:: LISTE DES ACTIVITÉS ::
(1) Relevez, s'il vous plaît, tous les passages placés entre guillemets dans le texte sur Janáček.
(2) Reprenez le texte sur Janáček après sa dernière phrase et poursuivez-le.

:: TEXTE FOURNI ::
# # # #

L’active et motivée Rosa Newmarch ne laissa pas très longtemps sa plume en repos. Deux mois plus tard, en décembre 1922, dans Slavonic Review, sous le titre « Janáček et la musique dramatique morave », elle rédigea un assez copieux texte dans lequel elle rappelait les patientes collectes de musique populaire par le compositeur ainsi que les études qu’il avait entrepris sur ces joyaux musicaux aboutissant à « une connexion entre chant et parler » qu’il utilisa dans ses drames opératiques.  Elle précisa « Cette préoccupation assidue de longue date à l’égard de ces théories du chant et de la parole aurait pu dégénérer en un simple passe-temps et étouffer l’ardeur créatrice de musiciens  moins doués et passionnés que Janáček. » Par contre, elle arrangea avec des mots précautionneux les divergences (6) entre Kovařovic (7) et Janáček à propos de la création pragoise de Jenůfa.  « Même Kovarovic, chef d’orchestre au Théâtre National, se sentait un peu comme un homme impuissant avec une bombe dans les mains, lorsqu’on lui présenta le manuscrit de Jenůfa. Il lui a donné sa coopération volontaire à la fin et a pleinement reconnu son originalité et sa puissance émotionnelle. » Un peu naïve, la mélomane londonienne ! Après tout, elle n’agissait pas en historienne.


Pourtant, une écoute attentive des œuvres de Janáček et de non moins consciencieuses discussions avec le compositeur lui avaient permis d’analyser finement les conceptions musicales et surtout ses réalisations, ce que ses compatriotes britanniques auraient pu mettre à profit pour accueillir les rares auditions de la musique du compositeur morave au Royaume Uni. Auditions dans lesquelles elle prit une part déterminante.

# # # #

:: INFORMATIONS FOURNIES ::
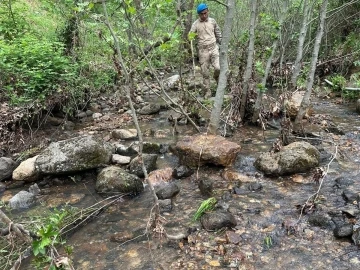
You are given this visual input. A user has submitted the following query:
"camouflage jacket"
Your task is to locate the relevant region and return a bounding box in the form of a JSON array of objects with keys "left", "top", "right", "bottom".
[{"left": 190, "top": 18, "right": 221, "bottom": 47}]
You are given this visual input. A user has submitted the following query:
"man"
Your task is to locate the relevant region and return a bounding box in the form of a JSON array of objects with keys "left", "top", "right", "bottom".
[{"left": 190, "top": 3, "right": 221, "bottom": 98}]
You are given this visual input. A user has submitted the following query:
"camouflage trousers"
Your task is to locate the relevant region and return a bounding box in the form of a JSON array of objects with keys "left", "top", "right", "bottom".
[{"left": 199, "top": 43, "right": 220, "bottom": 97}]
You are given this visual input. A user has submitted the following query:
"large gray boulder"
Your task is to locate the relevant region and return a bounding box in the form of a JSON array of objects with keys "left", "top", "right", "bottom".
[
  {"left": 12, "top": 156, "right": 39, "bottom": 182},
  {"left": 176, "top": 134, "right": 240, "bottom": 167},
  {"left": 254, "top": 141, "right": 320, "bottom": 176},
  {"left": 35, "top": 136, "right": 114, "bottom": 174},
  {"left": 129, "top": 154, "right": 158, "bottom": 177},
  {"left": 95, "top": 166, "right": 144, "bottom": 194},
  {"left": 200, "top": 209, "right": 237, "bottom": 231},
  {"left": 0, "top": 157, "right": 16, "bottom": 181}
]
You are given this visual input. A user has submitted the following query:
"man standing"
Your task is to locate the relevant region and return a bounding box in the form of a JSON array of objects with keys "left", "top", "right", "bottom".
[{"left": 190, "top": 3, "right": 221, "bottom": 98}]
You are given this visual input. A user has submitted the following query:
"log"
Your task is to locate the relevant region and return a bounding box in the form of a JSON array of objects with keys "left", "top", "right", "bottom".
[{"left": 325, "top": 79, "right": 360, "bottom": 91}]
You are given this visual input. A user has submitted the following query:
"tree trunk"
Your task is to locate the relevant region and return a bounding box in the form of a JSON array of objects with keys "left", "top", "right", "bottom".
[
  {"left": 251, "top": 1, "right": 287, "bottom": 123},
  {"left": 101, "top": 0, "right": 160, "bottom": 215},
  {"left": 290, "top": 0, "right": 311, "bottom": 88},
  {"left": 240, "top": 0, "right": 257, "bottom": 121},
  {"left": 208, "top": 0, "right": 235, "bottom": 134},
  {"left": 294, "top": 0, "right": 328, "bottom": 131}
]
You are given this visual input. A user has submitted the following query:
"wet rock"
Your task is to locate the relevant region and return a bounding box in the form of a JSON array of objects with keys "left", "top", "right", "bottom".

# # # #

:: RÉPONSES AUX ACTIVITÉS ::
(1)
« Janáček et la musique dramatique morave »
« une connexion entre chant et parler »
« Cette préoccupation assidue de longue date à l’égard de ces théories du chant et de la parole aurait pu dégénérer en un simple passe-temps et étouffer l’ardeur créatrice de musiciens moins doués et passionnés que Janáček. »
« Même Kovarovic, chef d’orchestre au Théâtre National, se sentait un peu comme un homme impuissant avec une bombe dans les mains, lorsqu’on lui présenta le manuscrit de Jenůfa. Il lui a donné sa coopération volontaire à la fin et a pleinement reconnu son originalité et sa puissance émotionnelle. »

(2)
Cette année 1922 aurait pu s’avérer productive en reconnaissance pour Janáček. En deux mois, son Journal d’un disparu eut les honneurs d’une exécution à Berlin, à Londres et à Paris. Dans la capitale française les mêmes interprètes qui avaient créé ce cycle de chants à Londres l’interprétèrent dans la salle de l’Ancien Conservatoire. Cependant, ni en Allemagne, ni au Royaume Uni, ni en France, cette œuvre ne suscita de l’enthousiasme. Trop atypique pour être comprise après une unique audition. En France, la seconde audition n’intervint que quatorze ans après, sans modifier la perception de cette œuvre vocale ni, plus largement, celle de la musique de Janáček. Le milieu musical continuait à rester plutôt insensible à son langage si particulier.


Malgré cette réception pour le moins mitigée du public londonien (8), Rosa Newmarch continua ses efforts envers Janáček. Allaient-ils déboucher sur une reconnaissance de son langage, empreint de modernité, mais bien différent de celui d’autres compositeurs plus jeunes que lui (Debussy, Stravinsky, Ravel, Bartók, Schœnberg, en particulier) dont la musique, pour les trois premiers cités, avait assez vite été acceptée par un grand nombre de mélomanes ?


Joseph Colomb - septembre 2021


Source :


Zdenka E. Fischmann, Janáček - Newmarch correspondence, 1986.


Notes :

 

1. Lettre de Rosa Newmarch à Janáček du 13 avril 1922.


2.  Il est assez difficile pour un auditeur ne connaissant pas l’histoire et la culture des pays tchèques et de la Slovaquie de distinguer ce qui différencie la Slovaquie de la région « slovaque » (Slovácko), partie prenante de la Moravie.


3. Lettre de Rosa Newmarch à Janáček du 28 octobre 1922.


4.  Trois ans auparavant, lors d’une tournée en Europe occidental de quelques interprètes tchèques pour présenter la culture d’un nouvel état, la Tchécoslovaquie, la Chorale des instituteurs moraves avait chanté à Londres Maryčka Magdónova de Janáček. Noyé au milieu de chœurs d’autres compositeurs tchèques, cette œuvre n’avait pas marqué les esprits.


5. The Morning Post, après l’audition à Londres du Journal d’un disparu.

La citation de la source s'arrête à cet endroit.